» Source passage
==*==

DHEC issues repair orders for 167 more SC dams
State regulators have sent letters to owners of another 167 dams requesting that they submit repair plans after a historic rainstorm a month ago.
Twenty-six of those dams are in Richland and Lexington counties, among the areas hit hardest in the Oct. 4 storm that drenched the region with more than a foot of rain.
The latest round of repair requests comes for dams that DHEC said posed no immediate risk of failing after post-storm assessments with the U.S. Army Corps of Engineers, DHEC spokeswoman Jennifer Read said.
Three weeks ago, DHEC sent emergency orders to owners of 75 breached or severely damaged dams. Those orders required owners to lower water levels and hire engineers to inspect their dams. They had to submit repair plans by last week.
In the new repair requests, dam owners have until Feb. 2 to submit a report with an engineer’s recommendations and an application to receive a state permit for repairs, according to letters sent by the S.C. Department of Health and Environmental Control.
The latest repair requests show DHEC has determined that more than a third of the dams in more densely populated areas require repair after post-storm inspections.
DHEC director Catherine Heigel said during an agency meeting Wednesday that state regulators would work to speed repair and construction permits for dams damaged in the storm.
During what has been called a once-in-a-thousand-year storm, 31 regulated dams failed statewide, including 18 in Richland and Lexington counties. Another five state unregulated dams also failed, including one on Fort Jackson, DHEC said.
Heigel said she is working with lawmakers and Gov. Nikki Haley’s office on dam-related legislation, but her office did not provide any details.
DHEC has hired HDR, an Omaha, Neb.-based engineering firm, to assess the state’s dam safety program, which has been ranked as one of nation’s most poorly funded.
Heigel said her agency’s Land and Waste Management division — which oversees underground storage tanks, infectious waste and mining — is “babysitting” dams that suffered the most damage. The dams receiving that close monitoring are the 75 that received emergency orders three weeks ago, Read said.
Heigel said she thinks the public has appreciated how her agency has posted information on its website about failed and damaged dams, but more work is needed. “Was the (dam) program perfect before? No,” she said. “We always have the opportunity for improvement.”

==*==

» Record excerpts
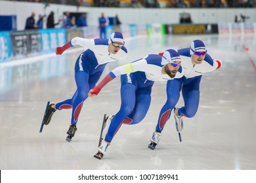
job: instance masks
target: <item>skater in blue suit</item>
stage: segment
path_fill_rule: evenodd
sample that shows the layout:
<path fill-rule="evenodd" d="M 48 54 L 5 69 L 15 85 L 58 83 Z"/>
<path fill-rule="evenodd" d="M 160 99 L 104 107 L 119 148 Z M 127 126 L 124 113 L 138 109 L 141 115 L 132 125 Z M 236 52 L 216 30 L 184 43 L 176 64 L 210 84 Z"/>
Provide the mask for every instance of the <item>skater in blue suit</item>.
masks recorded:
<path fill-rule="evenodd" d="M 131 63 L 114 69 L 100 84 L 91 90 L 89 96 L 95 96 L 104 85 L 121 75 L 121 108 L 116 115 L 108 116 L 106 120 L 106 127 L 100 137 L 104 137 L 104 141 L 101 144 L 100 142 L 95 158 L 102 158 L 122 124 L 137 124 L 143 120 L 150 105 L 154 82 L 181 77 L 182 69 L 179 67 L 181 63 L 180 56 L 175 50 L 168 50 L 162 56 L 149 54 Z"/>
<path fill-rule="evenodd" d="M 95 86 L 106 65 L 127 57 L 127 50 L 124 44 L 122 34 L 114 32 L 109 39 L 75 37 L 63 46 L 56 48 L 56 54 L 58 55 L 61 55 L 66 49 L 75 46 L 84 46 L 87 49 L 80 54 L 75 65 L 77 90 L 72 98 L 49 106 L 43 120 L 45 125 L 49 124 L 52 115 L 56 110 L 72 108 L 71 125 L 66 139 L 69 142 L 71 141 L 77 130 L 78 116 L 85 100 L 88 97 L 89 91 Z"/>
<path fill-rule="evenodd" d="M 153 133 L 148 146 L 152 150 L 156 148 L 161 138 L 161 133 L 169 120 L 171 110 L 174 108 L 174 116 L 176 129 L 180 132 L 183 128 L 182 116 L 192 118 L 196 113 L 199 105 L 200 85 L 202 75 L 218 69 L 221 66 L 221 61 L 213 59 L 207 54 L 207 50 L 203 41 L 195 40 L 190 44 L 190 48 L 178 50 L 182 60 L 181 66 L 184 69 L 184 76 L 167 82 L 165 104 L 161 109 L 156 131 Z M 184 106 L 175 107 L 182 91 Z"/>

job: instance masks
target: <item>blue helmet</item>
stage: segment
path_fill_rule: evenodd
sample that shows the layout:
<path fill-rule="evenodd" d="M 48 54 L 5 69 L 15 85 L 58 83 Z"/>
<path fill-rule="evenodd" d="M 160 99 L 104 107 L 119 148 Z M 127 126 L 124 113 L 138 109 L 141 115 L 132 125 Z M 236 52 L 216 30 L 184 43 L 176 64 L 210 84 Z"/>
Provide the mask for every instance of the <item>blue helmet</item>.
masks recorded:
<path fill-rule="evenodd" d="M 175 61 L 181 61 L 179 54 L 175 50 L 169 49 L 163 52 L 161 64 L 166 65 Z"/>

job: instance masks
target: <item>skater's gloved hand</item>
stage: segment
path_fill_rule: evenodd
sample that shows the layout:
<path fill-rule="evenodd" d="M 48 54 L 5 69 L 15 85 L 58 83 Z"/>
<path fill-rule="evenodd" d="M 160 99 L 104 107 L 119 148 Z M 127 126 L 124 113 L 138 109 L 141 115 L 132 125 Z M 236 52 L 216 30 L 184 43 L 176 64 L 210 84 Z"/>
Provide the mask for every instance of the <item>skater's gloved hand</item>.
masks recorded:
<path fill-rule="evenodd" d="M 56 55 L 61 55 L 63 53 L 62 47 L 56 48 L 55 52 Z"/>
<path fill-rule="evenodd" d="M 100 88 L 99 88 L 98 86 L 96 86 L 89 92 L 88 96 L 89 96 L 90 97 L 95 97 L 98 95 L 98 93 L 100 93 Z"/>

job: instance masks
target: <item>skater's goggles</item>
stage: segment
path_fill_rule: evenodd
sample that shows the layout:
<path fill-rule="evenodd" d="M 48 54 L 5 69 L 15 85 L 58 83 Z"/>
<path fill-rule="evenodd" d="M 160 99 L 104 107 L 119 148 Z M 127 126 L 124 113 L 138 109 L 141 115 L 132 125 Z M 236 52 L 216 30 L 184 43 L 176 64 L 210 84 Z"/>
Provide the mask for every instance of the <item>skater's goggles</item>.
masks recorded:
<path fill-rule="evenodd" d="M 111 39 L 111 38 L 110 38 L 110 41 L 111 41 L 111 44 L 112 44 L 112 45 L 115 47 L 121 48 L 125 44 L 118 44 L 118 43 L 116 43 L 115 42 L 113 42 L 112 40 Z"/>
<path fill-rule="evenodd" d="M 167 58 L 165 58 L 164 56 L 162 56 L 163 58 L 165 58 L 167 61 L 168 61 L 168 62 L 169 62 L 171 63 L 171 65 L 173 66 L 173 67 L 177 67 L 177 66 L 179 66 L 181 65 L 181 59 L 180 57 L 175 57 L 175 58 L 171 58 L 171 61 L 167 59 Z M 180 61 L 180 63 L 176 63 L 176 61 Z"/>
<path fill-rule="evenodd" d="M 171 62 L 170 62 L 170 63 L 171 63 L 171 66 L 175 67 L 177 67 L 177 66 L 180 66 L 181 64 L 181 62 L 180 63 L 177 63 L 171 61 Z"/>
<path fill-rule="evenodd" d="M 197 55 L 198 56 L 201 56 L 201 55 L 202 55 L 203 56 L 205 55 L 205 54 L 206 54 L 206 53 L 207 52 L 194 52 L 194 50 L 192 50 L 192 49 L 191 49 L 191 50 L 194 52 L 194 54 L 195 54 L 195 55 Z"/>

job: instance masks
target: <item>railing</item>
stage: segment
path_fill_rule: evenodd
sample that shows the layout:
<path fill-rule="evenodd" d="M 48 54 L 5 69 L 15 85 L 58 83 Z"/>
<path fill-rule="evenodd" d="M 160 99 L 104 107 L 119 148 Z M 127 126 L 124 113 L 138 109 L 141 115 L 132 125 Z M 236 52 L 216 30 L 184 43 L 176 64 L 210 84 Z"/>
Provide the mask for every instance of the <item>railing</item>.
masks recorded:
<path fill-rule="evenodd" d="M 3 0 L 60 4 L 77 7 L 135 8 L 255 8 L 256 0 L 174 1 L 174 0 Z M 177 2 L 178 1 L 178 2 Z"/>

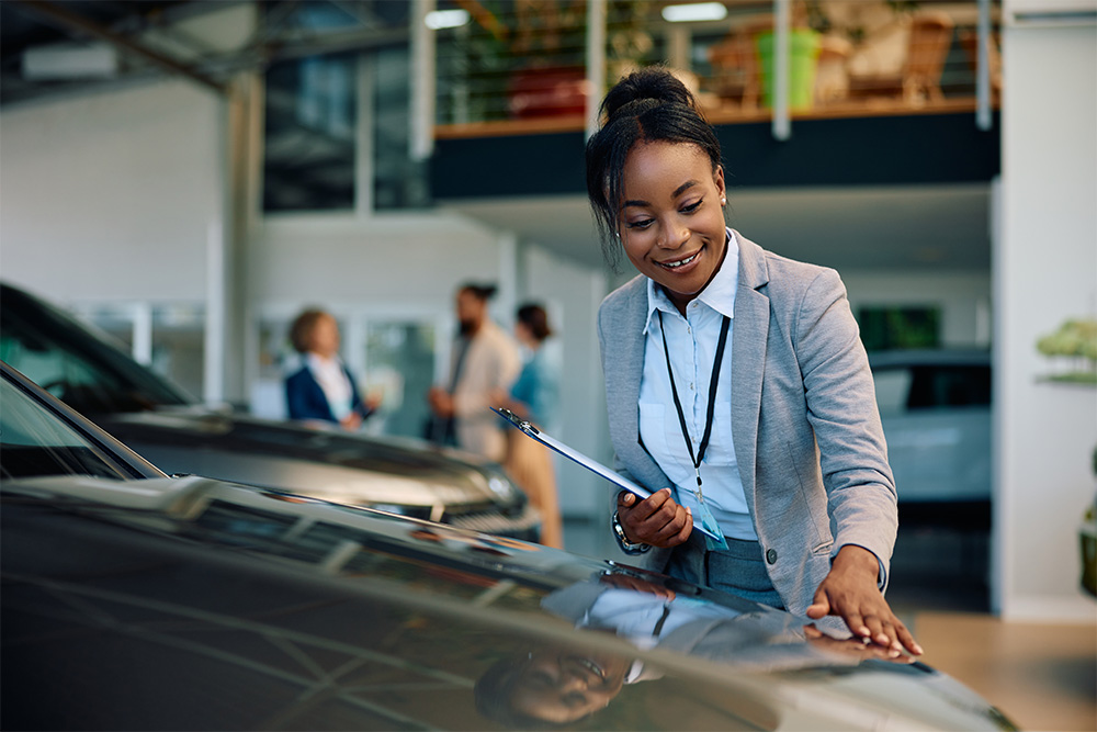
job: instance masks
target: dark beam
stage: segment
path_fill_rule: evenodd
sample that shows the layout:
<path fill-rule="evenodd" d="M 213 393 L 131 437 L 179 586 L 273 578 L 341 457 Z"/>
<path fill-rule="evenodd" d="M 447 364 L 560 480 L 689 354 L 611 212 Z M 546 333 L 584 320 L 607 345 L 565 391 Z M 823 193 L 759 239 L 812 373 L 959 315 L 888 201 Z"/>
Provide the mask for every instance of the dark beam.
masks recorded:
<path fill-rule="evenodd" d="M 192 81 L 195 81 L 203 87 L 216 91 L 218 94 L 226 94 L 227 89 L 225 85 L 194 70 L 193 68 L 180 64 L 174 58 L 166 56 L 159 52 L 147 48 L 142 44 L 132 41 L 131 38 L 112 31 L 108 27 L 100 25 L 99 23 L 84 18 L 78 13 L 73 13 L 67 8 L 63 8 L 57 3 L 47 2 L 46 0 L 15 0 L 19 4 L 23 5 L 27 10 L 31 10 L 38 15 L 46 18 L 60 25 L 86 33 L 92 37 L 99 38 L 100 41 L 105 41 L 124 52 L 131 53 L 135 56 L 144 58 L 146 61 L 168 71 L 169 74 L 174 74 L 178 76 L 184 76 Z"/>

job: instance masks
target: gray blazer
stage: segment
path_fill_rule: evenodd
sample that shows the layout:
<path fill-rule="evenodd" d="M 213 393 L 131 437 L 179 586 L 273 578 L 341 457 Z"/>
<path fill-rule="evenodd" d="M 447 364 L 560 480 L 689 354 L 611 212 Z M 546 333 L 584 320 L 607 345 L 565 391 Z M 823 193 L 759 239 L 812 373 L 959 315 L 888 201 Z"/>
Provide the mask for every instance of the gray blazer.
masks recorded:
<path fill-rule="evenodd" d="M 846 544 L 877 555 L 886 587 L 898 527 L 895 482 L 838 273 L 735 236 L 732 439 L 770 579 L 785 608 L 804 615 Z M 598 338 L 617 468 L 657 491 L 671 483 L 640 443 L 646 317 L 647 279 L 638 275 L 602 302 Z M 656 571 L 671 552 L 701 562 L 697 536 L 637 559 Z"/>

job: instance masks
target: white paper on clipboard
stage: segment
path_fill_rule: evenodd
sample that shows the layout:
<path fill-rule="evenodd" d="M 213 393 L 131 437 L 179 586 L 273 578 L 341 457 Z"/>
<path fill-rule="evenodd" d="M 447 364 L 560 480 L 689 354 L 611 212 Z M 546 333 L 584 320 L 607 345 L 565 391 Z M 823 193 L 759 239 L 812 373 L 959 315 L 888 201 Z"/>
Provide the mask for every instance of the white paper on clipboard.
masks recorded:
<path fill-rule="evenodd" d="M 588 458 L 587 455 L 583 454 L 581 452 L 578 452 L 577 450 L 573 450 L 572 448 L 567 447 L 559 440 L 554 439 L 543 430 L 538 429 L 527 420 L 522 419 L 510 409 L 505 409 L 501 407 L 500 408 L 491 407 L 491 412 L 496 413 L 497 415 L 509 421 L 511 426 L 522 431 L 527 437 L 536 440 L 546 448 L 555 450 L 556 452 L 564 455 L 568 460 L 583 465 L 591 473 L 601 475 L 610 483 L 613 483 L 614 485 L 618 485 L 619 487 L 622 487 L 625 491 L 629 491 L 630 493 L 636 494 L 637 496 L 640 496 L 641 500 L 652 495 L 652 492 L 648 491 L 647 488 L 637 485 L 636 483 L 633 483 L 629 478 L 624 477 L 623 475 L 613 470 L 610 470 L 609 468 L 601 464 L 597 460 Z M 712 533 L 711 531 L 706 530 L 703 526 L 701 526 L 700 521 L 694 521 L 693 528 L 705 536 L 712 537 L 713 539 L 717 540 L 720 539 L 714 533 Z"/>

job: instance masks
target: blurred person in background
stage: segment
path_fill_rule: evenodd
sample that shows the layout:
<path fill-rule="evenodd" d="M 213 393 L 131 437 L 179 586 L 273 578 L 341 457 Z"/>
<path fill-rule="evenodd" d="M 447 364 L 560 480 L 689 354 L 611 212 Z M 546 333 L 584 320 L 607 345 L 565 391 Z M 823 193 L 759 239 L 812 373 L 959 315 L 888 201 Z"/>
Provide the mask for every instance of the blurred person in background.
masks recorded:
<path fill-rule="evenodd" d="M 541 348 L 552 335 L 544 307 L 528 303 L 518 308 L 514 337 L 530 357 L 510 388 L 500 393 L 497 406 L 505 406 L 522 419 L 548 429 L 555 419 L 559 380 Z M 507 460 L 504 466 L 541 511 L 541 543 L 563 549 L 564 536 L 556 494 L 556 475 L 548 448 L 517 429 L 507 431 Z"/>
<path fill-rule="evenodd" d="M 339 324 L 323 309 L 301 313 L 290 327 L 290 342 L 301 354 L 299 368 L 285 379 L 285 403 L 291 419 L 336 424 L 357 430 L 377 408 L 377 398 L 363 401 L 354 378 L 339 358 Z"/>
<path fill-rule="evenodd" d="M 501 463 L 507 454 L 504 425 L 490 407 L 509 392 L 521 369 L 518 346 L 488 316 L 495 285 L 464 284 L 457 290 L 460 331 L 453 344 L 446 386 L 427 395 L 432 418 L 428 439 Z"/>

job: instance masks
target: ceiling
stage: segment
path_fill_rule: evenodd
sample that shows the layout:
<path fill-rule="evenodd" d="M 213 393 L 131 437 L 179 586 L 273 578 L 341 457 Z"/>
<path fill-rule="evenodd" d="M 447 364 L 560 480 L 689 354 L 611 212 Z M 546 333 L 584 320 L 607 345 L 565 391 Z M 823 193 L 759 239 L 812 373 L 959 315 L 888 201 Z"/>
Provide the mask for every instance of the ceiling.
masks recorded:
<path fill-rule="evenodd" d="M 4 0 L 0 2 L 0 104 L 68 93 L 120 78 L 151 74 L 189 76 L 217 87 L 234 69 L 282 57 L 406 42 L 406 29 L 387 14 L 398 3 L 331 3 L 348 13 L 332 33 L 294 25 L 303 5 L 292 0 L 259 4 L 255 36 L 233 48 L 214 48 L 185 33 L 188 19 L 237 0 Z M 307 5 L 305 5 L 307 7 Z M 406 9 L 405 9 L 406 10 Z M 181 23 L 182 22 L 182 23 Z M 52 44 L 110 46 L 112 76 L 30 79 L 24 53 Z M 730 190 L 728 219 L 744 236 L 778 254 L 841 269 L 986 271 L 991 263 L 989 185 L 986 183 Z M 442 207 L 513 232 L 591 267 L 601 266 L 593 224 L 581 195 L 442 202 Z"/>
<path fill-rule="evenodd" d="M 730 190 L 730 224 L 793 259 L 848 269 L 991 267 L 991 188 L 949 185 Z M 461 201 L 443 205 L 600 266 L 593 218 L 581 195 Z"/>

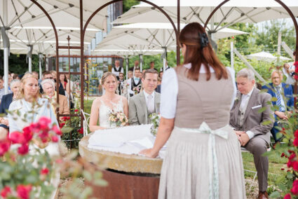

==*==

» Tasks and exercises
• A. In the dam repair article, swap "emergency orders" for "urgent directives" and reproduce the text between "Three weeks ago, DHEC" and "and Environmental Control.", inclusive.
• B. Name every person the dam repair article mentions by name.

» Written responses
• A.
Three weeks ago, DHEC sent urgent directives to owners of 75 breached or severely damaged dams. Those orders required owners to lower water levels and hire engineers to inspect their dams. They had to submit repair plans by last week.
In the new repair requests, dam owners have until Feb. 2 to submit a report with an engineer’s recommendations and an application to receive a state permit for repairs, according to letters sent by the S.C. Department of Health and Environmental Control.

• B. Jennifer Read, Catherine Heigel, Nikki Haley